▼▼▼
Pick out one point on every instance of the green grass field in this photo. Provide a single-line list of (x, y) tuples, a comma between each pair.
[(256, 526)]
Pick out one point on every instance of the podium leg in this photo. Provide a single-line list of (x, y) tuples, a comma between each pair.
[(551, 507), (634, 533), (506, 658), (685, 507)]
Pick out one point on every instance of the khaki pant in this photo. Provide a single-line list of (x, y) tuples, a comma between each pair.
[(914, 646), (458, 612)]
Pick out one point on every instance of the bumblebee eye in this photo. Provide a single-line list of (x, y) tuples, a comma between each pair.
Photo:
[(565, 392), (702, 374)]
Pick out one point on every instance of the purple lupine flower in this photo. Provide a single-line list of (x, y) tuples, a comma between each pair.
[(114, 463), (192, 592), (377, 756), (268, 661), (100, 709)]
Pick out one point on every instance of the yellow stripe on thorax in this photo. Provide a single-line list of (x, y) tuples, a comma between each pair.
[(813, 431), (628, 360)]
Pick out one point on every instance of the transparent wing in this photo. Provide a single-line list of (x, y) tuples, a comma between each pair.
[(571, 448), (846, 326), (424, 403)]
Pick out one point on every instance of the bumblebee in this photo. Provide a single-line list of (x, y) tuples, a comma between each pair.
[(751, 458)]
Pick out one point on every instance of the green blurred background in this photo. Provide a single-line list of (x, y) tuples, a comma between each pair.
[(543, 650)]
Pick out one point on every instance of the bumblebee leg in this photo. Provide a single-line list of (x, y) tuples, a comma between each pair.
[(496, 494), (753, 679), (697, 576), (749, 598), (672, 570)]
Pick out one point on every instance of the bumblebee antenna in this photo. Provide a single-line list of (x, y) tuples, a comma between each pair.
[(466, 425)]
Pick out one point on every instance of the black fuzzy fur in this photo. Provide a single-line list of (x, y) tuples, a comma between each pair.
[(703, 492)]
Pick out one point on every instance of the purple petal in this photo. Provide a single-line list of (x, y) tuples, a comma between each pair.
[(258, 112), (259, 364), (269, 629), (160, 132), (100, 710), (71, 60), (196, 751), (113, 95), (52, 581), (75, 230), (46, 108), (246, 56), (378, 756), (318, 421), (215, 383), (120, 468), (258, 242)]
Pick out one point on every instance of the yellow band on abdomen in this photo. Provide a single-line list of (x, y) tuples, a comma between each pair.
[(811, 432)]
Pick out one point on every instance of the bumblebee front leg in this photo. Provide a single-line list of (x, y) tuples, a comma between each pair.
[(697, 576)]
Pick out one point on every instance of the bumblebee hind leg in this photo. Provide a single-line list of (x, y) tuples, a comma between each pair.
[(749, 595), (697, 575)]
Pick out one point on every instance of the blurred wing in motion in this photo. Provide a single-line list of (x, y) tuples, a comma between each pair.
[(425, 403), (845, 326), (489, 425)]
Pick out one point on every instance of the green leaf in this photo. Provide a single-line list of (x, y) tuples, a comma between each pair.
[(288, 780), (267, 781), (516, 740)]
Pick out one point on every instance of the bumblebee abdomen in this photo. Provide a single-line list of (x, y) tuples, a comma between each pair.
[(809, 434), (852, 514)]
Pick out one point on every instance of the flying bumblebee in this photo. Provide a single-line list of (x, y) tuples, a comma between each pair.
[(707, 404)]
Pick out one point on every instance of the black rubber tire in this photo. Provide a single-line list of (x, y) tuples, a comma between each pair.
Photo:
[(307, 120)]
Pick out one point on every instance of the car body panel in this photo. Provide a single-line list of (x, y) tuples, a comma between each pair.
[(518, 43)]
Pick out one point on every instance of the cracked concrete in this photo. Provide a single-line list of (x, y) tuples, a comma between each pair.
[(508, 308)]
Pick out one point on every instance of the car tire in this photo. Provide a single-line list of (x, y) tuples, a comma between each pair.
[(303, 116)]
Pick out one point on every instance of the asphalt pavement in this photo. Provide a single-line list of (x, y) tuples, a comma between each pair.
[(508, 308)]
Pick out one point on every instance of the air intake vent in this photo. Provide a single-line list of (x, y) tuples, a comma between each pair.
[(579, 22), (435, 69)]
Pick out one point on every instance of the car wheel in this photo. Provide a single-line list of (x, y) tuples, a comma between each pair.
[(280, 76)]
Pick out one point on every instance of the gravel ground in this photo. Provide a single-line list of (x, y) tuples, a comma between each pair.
▲▲▲
## Objetivo
Renombra "bumblebee" como "bumble bee" en todas las líneas anteriores y reprodúcelas completas, sin modificar nada más.

## Respuesta
Pick out one point on every instance of the green grass field in this photo. Provide a single-line list of (x, y) tuples, a comma between each pair.
[(256, 526)]
Pick out one point on every instance of the podium leg in this photo. Provide a single-line list of (x, y) tuples, a comma between each pair.
[(551, 507), (634, 533), (506, 658), (685, 507)]
Pick out one point on every instance of the khaki pant in this photo. Provide a single-line list of (x, y) tuples, a comma between each pair.
[(914, 646), (458, 612)]
Pick out one point on every instance of the bumble bee eye in this photo. Provide a single-line list of (x, y) tuples, a comma between each pair.
Photo:
[(565, 392), (702, 374)]
Pick out one point on every instance of the purple lupine flower in this photo. Provide a single-line list of (x, y) tuples, a comma between each pair.
[(114, 463), (192, 592), (377, 756), (268, 661), (100, 709)]
Pick out one point on every instance of the yellow stripe on thorax in this photo. Provide a single-line list of (x, y) tuples, a comma between each pair.
[(813, 431), (628, 360)]
Pick out one point on every instance of the transparent wing in this photo. Provide a single-line list of (x, y) tuples, a comma between each pair.
[(571, 448), (846, 326), (424, 403)]
Pick out one point on every instance of the bumble bee in this photo. Provide a single-line list of (x, y) tuples, a comma between each pair.
[(751, 458)]
Pick out one point on every instance of the green blurred background in this photo. Provide a single-line list of (x, y) tuples, a comma between each pair.
[(543, 650)]
Pick out one point on every instance of the bumble bee leg in this photo. Provide a single-line list of (x, y) tuples, a comma between each pair.
[(496, 494), (753, 679), (697, 576), (749, 598), (672, 570)]
Pick out one point on every instance of the bumble bee antenna in this photo. Provide a single-line list of (x, y) tuples, a comma between each pair.
[(466, 425)]
Pick out one point on every instance of the black fuzzy fur in this photo. Provide a single-line list of (x, y) tuples, a comma between each pair.
[(703, 492)]
Pick out one point on every instance of the purple petal in this photo. Provide a single-line list of (x, y) tuples, a comma between each pair.
[(258, 112), (259, 364), (269, 629), (160, 132), (100, 710), (71, 60), (196, 751), (113, 95), (52, 581), (75, 230), (46, 108), (246, 56), (378, 756), (318, 421), (215, 383), (120, 468), (258, 242)]
Pick out one point on every instance of the yellow band on abdomen in this photo. Provide a single-line list of (x, y) tuples, a comma between each pair.
[(811, 432)]
Pick out one point on every instance of the bumble bee front leg in this photo. Provide a single-line list of (x, y) tuples, a comma between each pair.
[(697, 576)]
Pick out one point on every instance of the bumble bee hind leg in this photo. Provide a single-line list of (x, y) tuples, a comma between each pair.
[(749, 595), (697, 575)]
Pick out one point on every instance of the blurred wing in motion in this photo. Provide a single-line list of (x, y) tuples, a comma between each pair.
[(425, 403), (845, 326), (489, 425)]
Pick out one point on every instance of the green leaf in this photo. Provide a single-line list of (x, y) tuples, a comma between each pair.
[(288, 780), (267, 781), (516, 740)]
Pick out one point on every instance of the bumble bee abdomen in this photo. Provide a single-line list of (x, y) tuples, a comma between each pair.
[(809, 434), (852, 514)]
Pick out one point on every instance of the flying bumble bee in this photo. Provide a single-line list of (x, y) tuples, a comma between each pair.
[(707, 404)]
Pick out one point on every instance of the black rubber tire in this photo. Provide a single-line list of (x, y) tuples, a comma between each pair.
Photo:
[(307, 120)]
Pick out one point on every instance of the car body panel in this photo. Provide a single-line list of (x, y) tuples, a comma between each pair.
[(518, 43)]
Pick out one point on every instance of the cracked concrete in this photo. Provide a single-line list of (x, y) tuples, a comma between each pair.
[(508, 308)]
Pick out one point on every instance of the car tire in this photo. Provide a single-line list of (x, y) tuples, a comma between each pair.
[(303, 116)]
Pick out one point on every instance of the asphalt pavement in this photo. Provide a single-line list of (x, y) tuples, a comma between each pair.
[(508, 308)]
Pick out one point on every instance of the air intake vent in this photo. Provide a single-line list of (x, y) tuples, a comma between each pair.
[(579, 22), (435, 69)]
Pick out one point on every instance of the car wheel in this photo. Provide a single-line list of (x, y) tuples, a comma between each pair.
[(280, 76)]
Pick out one point on every instance of the gravel ground in this photo. Provide a single-line list of (x, y) tuples, a comma between each pair.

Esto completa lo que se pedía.